** START OF Document segment **

However, there is something peculiar about the origin of the
summit as well as the posturings of the two sides in the runup to
it. The invitation to Gen. Musharraf was extended as though it
was a substitute for the non-extension of the ceasefire in
Kashmir. This conveyed the impression that India had come to the
end of its tether in dealing with the situation in Kashmir and
invited Gen. Musharraf for talks because it saw no alternative to
seeking Pakistan's assistance for getting out of the morass in
which it finds itself in Kashmir. Pakistan saw this initiative as
evidence of India's fatigue in controlling the insurgency in
Kashmir.
Over the past few months, developments in Kashmir have followed a
very unfortunate course. First, the Union Government botched up
the issue of autonomy raised by the Chief Minister, Dr. Farooq
Abdullah, by rejecting it without even giving it serious
consideration. Then, the Centre dissipated the initial gains from
the ceasefire it announced by unduly delaying the start of the
peace process. It also could not capitalise on the advantages it
claimed to have gained from its much-publicised clandestine talks
with the Hurriyat leaders. Finally, the peace process started by
Mr. K. C. Pant not only came too late but was also fundamentally
flawed. It is more like a commission eliciting well-known diverse
opinions with a view to compiling a final report, than a serious
attempt to creatively engage those who really matter. Such an
engagement, at least to begin with, has to be in the nature of
probings behind the scenes and away from the limelight. The
Government seems to have stumbled upon the summit after all its
misconceived and misdirected efforts to solve the problem with
our own Kashmiris failed. Thus, so far as the Kashmir issue is
concerned, we have painted ourselves into a corner at the summit.
The moves by the two sides during the last few days in the runup
to the summit reveal yet another aspect. India has made
unilateral offers for enhancing people-to-people contacts and
trade exchanges, strengthening and stabilising the peace along
the Line of Control and discussing nuclear and other military
confidence-building measures. These will remain empty gestures
until there is cooperation from Pakistan. Gen. Musharraf has
given enough indication that Pakistan has no interest in such
measures until the Kashmir issue is well on the way to solution.
He has stated that ``the horse had to be put before the cart.''
Pakistan has stepped up its propaganda against the alleged
violation of human rights in Kashmir by security forces.
Moreover, the Pakistan President has expressed a desire to meet
the Hurriyat leaders in New Delhi, much against the wishes of his
hosts. Thus, the two sides are trying to set the agenda for the
summit according to their own priority and to put the other side
in an awkward position in the eyes of the world. This game of
oneupmanship on the summit eve is not a good augury. Apart from
appealing to their respective domestic constituencies, these
moves seem to be designed mainly to appeal to and seek the
assistance of the outside power which, according to several
reports, particularly those emanating from Pakistan, has played a
major role in bringing about the summit.

** END OF Document segment **
** START OF Material shown **

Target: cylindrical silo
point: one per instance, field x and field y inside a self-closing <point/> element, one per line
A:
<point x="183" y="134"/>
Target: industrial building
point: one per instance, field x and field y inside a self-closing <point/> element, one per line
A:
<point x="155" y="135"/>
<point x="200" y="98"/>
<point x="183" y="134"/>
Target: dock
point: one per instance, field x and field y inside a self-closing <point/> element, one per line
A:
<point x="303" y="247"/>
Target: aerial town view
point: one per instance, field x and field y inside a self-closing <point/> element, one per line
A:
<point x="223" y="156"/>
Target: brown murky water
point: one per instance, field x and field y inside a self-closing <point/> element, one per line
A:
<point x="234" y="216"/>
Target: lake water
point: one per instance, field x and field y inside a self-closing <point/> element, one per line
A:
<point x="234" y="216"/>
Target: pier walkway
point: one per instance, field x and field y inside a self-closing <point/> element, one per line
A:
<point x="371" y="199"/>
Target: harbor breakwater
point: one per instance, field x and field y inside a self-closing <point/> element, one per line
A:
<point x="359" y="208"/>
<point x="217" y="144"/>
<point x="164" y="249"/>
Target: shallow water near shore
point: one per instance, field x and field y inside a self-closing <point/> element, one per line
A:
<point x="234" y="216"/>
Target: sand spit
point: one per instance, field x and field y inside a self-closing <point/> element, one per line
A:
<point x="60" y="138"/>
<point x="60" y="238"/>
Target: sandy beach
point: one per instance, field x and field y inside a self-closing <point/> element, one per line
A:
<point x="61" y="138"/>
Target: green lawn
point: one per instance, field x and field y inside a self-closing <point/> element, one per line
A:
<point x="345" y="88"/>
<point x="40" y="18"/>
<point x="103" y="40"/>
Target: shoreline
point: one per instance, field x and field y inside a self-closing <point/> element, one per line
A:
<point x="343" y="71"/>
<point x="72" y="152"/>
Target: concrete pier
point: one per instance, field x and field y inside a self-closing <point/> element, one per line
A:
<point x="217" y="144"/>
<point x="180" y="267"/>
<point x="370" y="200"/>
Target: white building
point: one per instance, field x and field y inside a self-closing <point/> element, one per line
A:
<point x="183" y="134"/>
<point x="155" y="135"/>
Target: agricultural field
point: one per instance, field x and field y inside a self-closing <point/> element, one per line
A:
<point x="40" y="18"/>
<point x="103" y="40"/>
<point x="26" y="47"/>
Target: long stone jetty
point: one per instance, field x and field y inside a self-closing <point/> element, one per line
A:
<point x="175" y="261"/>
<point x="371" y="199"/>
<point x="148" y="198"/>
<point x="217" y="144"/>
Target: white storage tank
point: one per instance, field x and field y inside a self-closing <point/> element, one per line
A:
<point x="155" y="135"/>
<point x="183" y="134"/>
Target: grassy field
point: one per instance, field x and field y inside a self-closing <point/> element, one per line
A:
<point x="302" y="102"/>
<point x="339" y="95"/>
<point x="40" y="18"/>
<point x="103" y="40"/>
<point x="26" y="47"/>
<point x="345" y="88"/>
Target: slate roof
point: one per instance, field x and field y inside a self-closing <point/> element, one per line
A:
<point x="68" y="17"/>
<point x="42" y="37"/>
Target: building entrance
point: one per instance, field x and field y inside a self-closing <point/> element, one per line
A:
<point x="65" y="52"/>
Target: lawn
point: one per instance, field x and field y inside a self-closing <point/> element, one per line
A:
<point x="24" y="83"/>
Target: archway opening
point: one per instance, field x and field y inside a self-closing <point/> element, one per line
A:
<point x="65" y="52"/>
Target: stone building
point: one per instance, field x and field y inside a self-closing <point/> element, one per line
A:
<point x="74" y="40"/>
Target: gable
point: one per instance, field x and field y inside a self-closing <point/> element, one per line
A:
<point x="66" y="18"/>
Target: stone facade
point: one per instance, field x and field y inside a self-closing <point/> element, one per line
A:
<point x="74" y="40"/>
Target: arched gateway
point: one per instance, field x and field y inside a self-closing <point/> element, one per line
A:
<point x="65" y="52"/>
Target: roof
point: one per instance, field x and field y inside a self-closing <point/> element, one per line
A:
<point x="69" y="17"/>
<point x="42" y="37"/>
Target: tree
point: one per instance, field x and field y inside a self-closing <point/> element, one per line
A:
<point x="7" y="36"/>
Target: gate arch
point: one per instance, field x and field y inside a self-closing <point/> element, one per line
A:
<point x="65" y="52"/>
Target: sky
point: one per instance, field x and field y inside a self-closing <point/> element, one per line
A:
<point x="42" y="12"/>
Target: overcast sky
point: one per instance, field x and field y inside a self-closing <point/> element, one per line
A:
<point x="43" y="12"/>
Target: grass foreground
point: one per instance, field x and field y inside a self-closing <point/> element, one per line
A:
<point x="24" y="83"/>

** END OF Material shown **
** START OF Material shown **

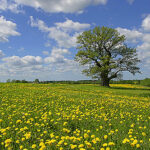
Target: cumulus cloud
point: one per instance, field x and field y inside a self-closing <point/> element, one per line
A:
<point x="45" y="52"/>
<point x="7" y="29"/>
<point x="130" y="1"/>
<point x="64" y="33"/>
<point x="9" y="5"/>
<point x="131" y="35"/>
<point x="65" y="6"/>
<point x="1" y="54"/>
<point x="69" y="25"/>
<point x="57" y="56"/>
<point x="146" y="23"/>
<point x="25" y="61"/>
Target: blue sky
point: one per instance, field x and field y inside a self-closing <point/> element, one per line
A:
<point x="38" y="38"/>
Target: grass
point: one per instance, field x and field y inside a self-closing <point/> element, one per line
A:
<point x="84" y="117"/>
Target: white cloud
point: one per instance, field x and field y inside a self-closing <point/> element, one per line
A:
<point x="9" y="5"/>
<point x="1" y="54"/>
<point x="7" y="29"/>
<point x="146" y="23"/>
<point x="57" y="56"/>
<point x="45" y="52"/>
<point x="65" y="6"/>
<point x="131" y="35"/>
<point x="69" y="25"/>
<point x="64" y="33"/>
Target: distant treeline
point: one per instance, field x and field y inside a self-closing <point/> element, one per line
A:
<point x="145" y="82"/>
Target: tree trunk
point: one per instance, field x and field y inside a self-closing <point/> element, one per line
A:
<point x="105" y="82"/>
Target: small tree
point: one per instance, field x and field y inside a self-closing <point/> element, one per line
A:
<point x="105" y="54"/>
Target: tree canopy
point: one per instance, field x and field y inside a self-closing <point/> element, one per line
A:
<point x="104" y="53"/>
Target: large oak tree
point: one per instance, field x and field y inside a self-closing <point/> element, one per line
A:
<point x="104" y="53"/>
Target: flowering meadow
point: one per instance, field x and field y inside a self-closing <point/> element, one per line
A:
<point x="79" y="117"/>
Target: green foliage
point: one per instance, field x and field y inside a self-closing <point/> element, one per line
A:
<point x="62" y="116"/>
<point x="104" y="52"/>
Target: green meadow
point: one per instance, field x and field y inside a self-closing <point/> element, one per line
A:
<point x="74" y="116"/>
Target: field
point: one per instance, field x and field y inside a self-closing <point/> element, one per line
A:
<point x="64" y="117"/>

** END OF Material shown **

Set task:
Carry the commentary on the India-Pakistan summit forward from its final sentence, writing the paragraph that would come next.

Exercise answer:
Whatever the motivations, a summit of this kind can very well
acquire its own agenda. For, beyond a point, the two leaders
cannot afford to ignore the expectations of their peoples. There
is indeed the possibility of the summit adopting a large number
of positive measures - in the areas of trade, economic
collaboration, energy, information flows, culture and people-to-
people contacts. The summit also provides an opportunity to
clinch issues such as Siachen and Tulbul on which agreements had
been reached in the past at the expert level. Besides, several
constructive ideas figured in the outpouring of suggestions from
different quarters on the summit eve. All those who cherish the
vision of peace and prosperity in South Asia would wish that
most, if not all, of these suggestions are adopted and
implemented subsequently. However, it is unrealistic to expect
that Pakistan will agree to anything without being satisfied that
the Kashmir issue will be addressed seriously. Pakistan may
accept a formulation on Kashmir which recognises the centrality
of the issue and sets in motion a process which would enable it
to be addressed in a structured manner and within a timeframe.
Even if India agrees to such a process, Pakistan is unlikely to
offer any worthwhile quid pro quo, including a restraint in the
activities of the ``jehadis,'' until it discerns a progress
towards solution of the Kashmir problem.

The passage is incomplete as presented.